Segment Open
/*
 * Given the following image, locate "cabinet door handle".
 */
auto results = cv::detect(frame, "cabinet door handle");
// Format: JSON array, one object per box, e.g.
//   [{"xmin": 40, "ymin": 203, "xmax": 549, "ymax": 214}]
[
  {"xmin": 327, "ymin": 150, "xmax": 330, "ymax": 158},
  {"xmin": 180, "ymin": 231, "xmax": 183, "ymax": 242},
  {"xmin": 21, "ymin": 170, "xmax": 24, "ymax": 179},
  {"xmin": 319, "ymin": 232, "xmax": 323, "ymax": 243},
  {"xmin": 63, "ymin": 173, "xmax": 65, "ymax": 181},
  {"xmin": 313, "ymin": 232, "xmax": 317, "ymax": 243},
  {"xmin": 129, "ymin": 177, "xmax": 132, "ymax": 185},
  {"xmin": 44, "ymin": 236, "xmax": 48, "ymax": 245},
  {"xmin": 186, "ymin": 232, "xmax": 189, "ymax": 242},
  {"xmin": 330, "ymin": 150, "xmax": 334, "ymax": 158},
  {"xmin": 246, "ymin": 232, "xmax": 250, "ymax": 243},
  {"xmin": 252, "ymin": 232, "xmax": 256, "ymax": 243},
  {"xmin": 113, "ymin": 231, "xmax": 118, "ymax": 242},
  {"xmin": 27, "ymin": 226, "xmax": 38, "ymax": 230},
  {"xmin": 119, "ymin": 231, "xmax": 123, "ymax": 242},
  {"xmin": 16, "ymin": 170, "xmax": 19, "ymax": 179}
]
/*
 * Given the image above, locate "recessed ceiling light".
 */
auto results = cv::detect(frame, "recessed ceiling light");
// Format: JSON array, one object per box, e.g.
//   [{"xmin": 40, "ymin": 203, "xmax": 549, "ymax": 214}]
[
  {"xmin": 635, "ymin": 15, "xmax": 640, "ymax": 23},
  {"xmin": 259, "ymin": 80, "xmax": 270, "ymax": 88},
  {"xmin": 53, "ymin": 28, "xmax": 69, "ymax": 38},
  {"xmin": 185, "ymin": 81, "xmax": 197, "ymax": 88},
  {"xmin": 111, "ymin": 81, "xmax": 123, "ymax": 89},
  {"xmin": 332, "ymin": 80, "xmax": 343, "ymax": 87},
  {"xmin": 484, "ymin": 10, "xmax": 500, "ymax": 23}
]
Segment Closed
ASSIGNMENT: Give the material above back in full, exactly as written.

OUTPUT:
/*
 * Given the following image, locate "cabinet door handle".
 */
auto results = cv::detect(frame, "cabinet door handle");
// Format: JSON array, one object per box, e.g.
//   [{"xmin": 40, "ymin": 203, "xmax": 549, "ymax": 214}]
[
  {"xmin": 327, "ymin": 150, "xmax": 330, "ymax": 158},
  {"xmin": 180, "ymin": 231, "xmax": 183, "ymax": 242},
  {"xmin": 21, "ymin": 170, "xmax": 24, "ymax": 179},
  {"xmin": 319, "ymin": 232, "xmax": 323, "ymax": 243},
  {"xmin": 63, "ymin": 173, "xmax": 65, "ymax": 181},
  {"xmin": 313, "ymin": 232, "xmax": 317, "ymax": 243},
  {"xmin": 129, "ymin": 177, "xmax": 132, "ymax": 185},
  {"xmin": 44, "ymin": 236, "xmax": 48, "ymax": 245},
  {"xmin": 186, "ymin": 232, "xmax": 189, "ymax": 242},
  {"xmin": 330, "ymin": 150, "xmax": 334, "ymax": 158},
  {"xmin": 246, "ymin": 232, "xmax": 250, "ymax": 243},
  {"xmin": 252, "ymin": 232, "xmax": 256, "ymax": 243},
  {"xmin": 113, "ymin": 231, "xmax": 118, "ymax": 242},
  {"xmin": 27, "ymin": 226, "xmax": 38, "ymax": 230},
  {"xmin": 119, "ymin": 231, "xmax": 123, "ymax": 242},
  {"xmin": 16, "ymin": 170, "xmax": 19, "ymax": 179}
]
/*
 * Given the image above, locate "recessed ceiling light".
 */
auto results = cv::detect(frame, "recessed ceiling light");
// Format: JSON array, one object per box, e.g.
//   [{"xmin": 40, "ymin": 203, "xmax": 549, "ymax": 214}]
[
  {"xmin": 635, "ymin": 15, "xmax": 640, "ymax": 23},
  {"xmin": 259, "ymin": 80, "xmax": 270, "ymax": 88},
  {"xmin": 53, "ymin": 28, "xmax": 69, "ymax": 38},
  {"xmin": 185, "ymin": 81, "xmax": 197, "ymax": 88},
  {"xmin": 111, "ymin": 81, "xmax": 123, "ymax": 89},
  {"xmin": 332, "ymin": 80, "xmax": 343, "ymax": 87},
  {"xmin": 484, "ymin": 10, "xmax": 500, "ymax": 23}
]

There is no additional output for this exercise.